▸ Passage to read:
========================================

View on GitHub

Tracker

Generic research tracking system

Importing Data

The tracker has a Perl-based import tool that can import an Excel file, given a block of YAML based configuration. If you have a large amount of existing data, this will be the easiest way to get started.

The import script is included in the repository at:

src/main/etc/load.pl

To run it, you’ll need a command like:

perl load.pl --config mystudy.yml

The magic is in mystudy.yml, which will be a YAML file for the study. The easiest way to write one of these is to start with an empty skeleton version, run it, see all the columns that don’t map, and then add them into the YAML, progressively, until you get no errors. Then the import is a good one. For this reason, it is best to run the imports on a local MySQL so as not to mangle the system in production, and then copy the YAML file and the spreadsheet onto the server for final use.

A skeleton YAML file

Looks a bit like this:

---
## The study name goes here
study: 'INSPIRE'
overwrite: true

## Database settings, they'll look like this virtally all the time, although
## you'll typically need to modify for production.
database: 'dbi:mysql:database=tracker'
username: 'tracker'
password: 'tracker'
commands:
  - "set session sql_mode = 'ansi,strict_all_tables'"

## The input files. There can be more than one (in theory) but that's for another
## day. Mainly, put the path here.
files:
  - path: 'My Great Spreadsheet.xlsx'
    file_key: 'input.data'

## For this file, (see the file_key under files), use the specified Excel sheet.

========================================

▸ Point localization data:
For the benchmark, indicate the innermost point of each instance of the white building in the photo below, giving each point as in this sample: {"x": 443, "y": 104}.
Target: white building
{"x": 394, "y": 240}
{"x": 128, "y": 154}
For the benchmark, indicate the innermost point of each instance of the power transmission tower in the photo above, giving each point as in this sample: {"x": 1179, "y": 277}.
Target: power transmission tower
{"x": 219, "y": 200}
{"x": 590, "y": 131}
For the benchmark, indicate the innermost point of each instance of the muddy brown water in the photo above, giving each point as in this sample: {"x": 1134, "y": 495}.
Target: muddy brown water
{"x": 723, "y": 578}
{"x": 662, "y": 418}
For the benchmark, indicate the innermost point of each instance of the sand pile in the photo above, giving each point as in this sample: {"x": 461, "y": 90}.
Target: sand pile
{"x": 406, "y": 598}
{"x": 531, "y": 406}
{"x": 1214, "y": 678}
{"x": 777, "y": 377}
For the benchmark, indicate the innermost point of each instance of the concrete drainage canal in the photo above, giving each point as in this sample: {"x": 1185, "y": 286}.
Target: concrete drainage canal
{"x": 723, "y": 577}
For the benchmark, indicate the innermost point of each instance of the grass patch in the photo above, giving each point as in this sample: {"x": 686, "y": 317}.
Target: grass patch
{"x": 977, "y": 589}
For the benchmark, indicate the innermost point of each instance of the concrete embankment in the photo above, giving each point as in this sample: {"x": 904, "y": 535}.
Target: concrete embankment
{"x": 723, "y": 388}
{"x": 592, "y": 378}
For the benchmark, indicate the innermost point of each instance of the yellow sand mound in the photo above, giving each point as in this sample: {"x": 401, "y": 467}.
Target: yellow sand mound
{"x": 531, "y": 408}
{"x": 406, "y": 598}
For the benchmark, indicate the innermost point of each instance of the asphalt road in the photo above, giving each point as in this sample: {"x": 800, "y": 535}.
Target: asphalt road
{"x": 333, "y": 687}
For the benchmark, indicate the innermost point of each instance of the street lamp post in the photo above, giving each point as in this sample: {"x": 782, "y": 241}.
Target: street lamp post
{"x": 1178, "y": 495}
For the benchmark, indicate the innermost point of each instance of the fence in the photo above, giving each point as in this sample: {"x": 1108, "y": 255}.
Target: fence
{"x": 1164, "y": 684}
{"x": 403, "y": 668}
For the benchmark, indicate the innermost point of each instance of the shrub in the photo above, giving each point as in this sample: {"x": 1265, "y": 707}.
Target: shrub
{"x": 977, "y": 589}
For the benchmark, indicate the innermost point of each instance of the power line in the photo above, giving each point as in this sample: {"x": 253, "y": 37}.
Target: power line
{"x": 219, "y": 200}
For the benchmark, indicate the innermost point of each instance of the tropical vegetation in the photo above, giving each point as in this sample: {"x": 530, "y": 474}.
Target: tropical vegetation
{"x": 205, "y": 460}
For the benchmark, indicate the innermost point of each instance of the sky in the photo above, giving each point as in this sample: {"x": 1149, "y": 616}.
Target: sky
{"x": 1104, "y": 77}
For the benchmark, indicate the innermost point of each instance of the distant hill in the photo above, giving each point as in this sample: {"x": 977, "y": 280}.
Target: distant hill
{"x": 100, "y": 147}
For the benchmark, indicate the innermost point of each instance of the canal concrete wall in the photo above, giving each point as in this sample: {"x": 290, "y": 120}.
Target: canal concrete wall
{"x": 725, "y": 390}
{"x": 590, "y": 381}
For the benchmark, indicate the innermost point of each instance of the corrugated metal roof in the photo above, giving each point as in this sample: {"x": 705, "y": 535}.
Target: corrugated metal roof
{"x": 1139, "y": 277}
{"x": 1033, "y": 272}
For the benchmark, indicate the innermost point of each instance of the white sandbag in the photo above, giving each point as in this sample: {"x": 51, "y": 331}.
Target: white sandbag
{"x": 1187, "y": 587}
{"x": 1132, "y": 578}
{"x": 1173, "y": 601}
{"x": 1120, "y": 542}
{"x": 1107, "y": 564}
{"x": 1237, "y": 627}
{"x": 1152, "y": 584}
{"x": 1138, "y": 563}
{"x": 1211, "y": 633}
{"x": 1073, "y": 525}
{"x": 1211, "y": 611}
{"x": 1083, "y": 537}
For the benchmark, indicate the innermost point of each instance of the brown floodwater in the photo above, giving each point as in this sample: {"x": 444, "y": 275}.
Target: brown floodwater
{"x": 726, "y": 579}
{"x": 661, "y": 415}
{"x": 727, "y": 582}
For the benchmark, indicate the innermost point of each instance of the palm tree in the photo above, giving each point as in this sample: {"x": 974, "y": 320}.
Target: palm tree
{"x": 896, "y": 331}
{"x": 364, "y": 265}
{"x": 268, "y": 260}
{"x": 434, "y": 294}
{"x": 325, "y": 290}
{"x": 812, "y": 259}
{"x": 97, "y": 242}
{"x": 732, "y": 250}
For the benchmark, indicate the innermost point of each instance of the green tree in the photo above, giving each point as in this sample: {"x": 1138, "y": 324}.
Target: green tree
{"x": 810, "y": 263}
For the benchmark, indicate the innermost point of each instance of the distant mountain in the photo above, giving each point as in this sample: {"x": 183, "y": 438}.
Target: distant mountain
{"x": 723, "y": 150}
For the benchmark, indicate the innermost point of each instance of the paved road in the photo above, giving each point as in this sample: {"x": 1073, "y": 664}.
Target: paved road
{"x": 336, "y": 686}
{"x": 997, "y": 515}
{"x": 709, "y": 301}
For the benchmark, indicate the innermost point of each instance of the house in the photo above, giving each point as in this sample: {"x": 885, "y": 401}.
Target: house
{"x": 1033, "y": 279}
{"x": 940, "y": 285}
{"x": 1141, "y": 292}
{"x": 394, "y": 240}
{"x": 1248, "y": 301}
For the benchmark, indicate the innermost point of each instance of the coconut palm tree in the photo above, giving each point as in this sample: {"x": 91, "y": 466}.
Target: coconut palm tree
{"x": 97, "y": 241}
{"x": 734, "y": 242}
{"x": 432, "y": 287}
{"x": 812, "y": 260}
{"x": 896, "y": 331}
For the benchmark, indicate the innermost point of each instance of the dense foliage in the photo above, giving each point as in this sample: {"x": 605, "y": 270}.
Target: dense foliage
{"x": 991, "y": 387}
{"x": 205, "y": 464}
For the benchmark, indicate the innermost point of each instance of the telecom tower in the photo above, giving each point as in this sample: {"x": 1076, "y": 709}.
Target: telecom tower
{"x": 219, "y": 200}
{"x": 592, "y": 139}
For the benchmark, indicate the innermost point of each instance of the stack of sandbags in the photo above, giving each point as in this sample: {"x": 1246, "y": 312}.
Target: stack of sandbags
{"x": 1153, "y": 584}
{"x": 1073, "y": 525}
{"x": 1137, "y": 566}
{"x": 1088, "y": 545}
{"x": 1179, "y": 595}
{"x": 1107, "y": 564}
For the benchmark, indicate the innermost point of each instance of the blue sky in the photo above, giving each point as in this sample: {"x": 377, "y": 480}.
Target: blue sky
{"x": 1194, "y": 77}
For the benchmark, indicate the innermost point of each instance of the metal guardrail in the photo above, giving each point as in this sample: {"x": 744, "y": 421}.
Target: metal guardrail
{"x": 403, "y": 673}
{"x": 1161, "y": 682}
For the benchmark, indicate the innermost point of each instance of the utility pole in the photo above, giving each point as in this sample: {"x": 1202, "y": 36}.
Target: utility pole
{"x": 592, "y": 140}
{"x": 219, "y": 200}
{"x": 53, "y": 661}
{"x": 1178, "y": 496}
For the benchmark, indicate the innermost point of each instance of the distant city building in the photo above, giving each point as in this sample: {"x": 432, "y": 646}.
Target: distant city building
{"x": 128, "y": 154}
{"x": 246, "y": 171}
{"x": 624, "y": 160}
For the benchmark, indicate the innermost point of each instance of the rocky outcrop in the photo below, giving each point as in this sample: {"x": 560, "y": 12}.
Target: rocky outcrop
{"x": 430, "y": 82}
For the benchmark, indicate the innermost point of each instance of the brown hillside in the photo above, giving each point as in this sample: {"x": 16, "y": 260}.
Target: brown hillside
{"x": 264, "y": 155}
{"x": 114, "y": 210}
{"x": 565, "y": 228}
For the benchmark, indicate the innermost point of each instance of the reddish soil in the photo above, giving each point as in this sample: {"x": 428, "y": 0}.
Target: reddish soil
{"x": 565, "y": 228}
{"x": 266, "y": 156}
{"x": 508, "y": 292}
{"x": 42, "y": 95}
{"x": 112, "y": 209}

========================================

▸ Questions:
1. Please list every top-level key in the skeleton YAML file shown in the import guide.
2. Switch "file_key" to "source_key" in the import guide, then write out the portion starting at "database: 'dbi:mysql:database=tracker'" and ending at "specified Excel sheet.".

▸ Answers to each task:
1. study, overwrite, database, username, password, commands, files

2.
database: 'dbi:mysql:database=tracker'
username: 'tracker'
password: 'tracker'
commands:
  - "set session sql_mode = 'ansi,strict_all_tables'"

## The input files. There can be more than one (in theory) but that's for another
## day. Mainly, put the path here.
files:
  - path: 'My Great Spreadsheet.xlsx'
    source_key: 'input.data'

## For this file, (see the source_key under files), use the specified Excel sheet.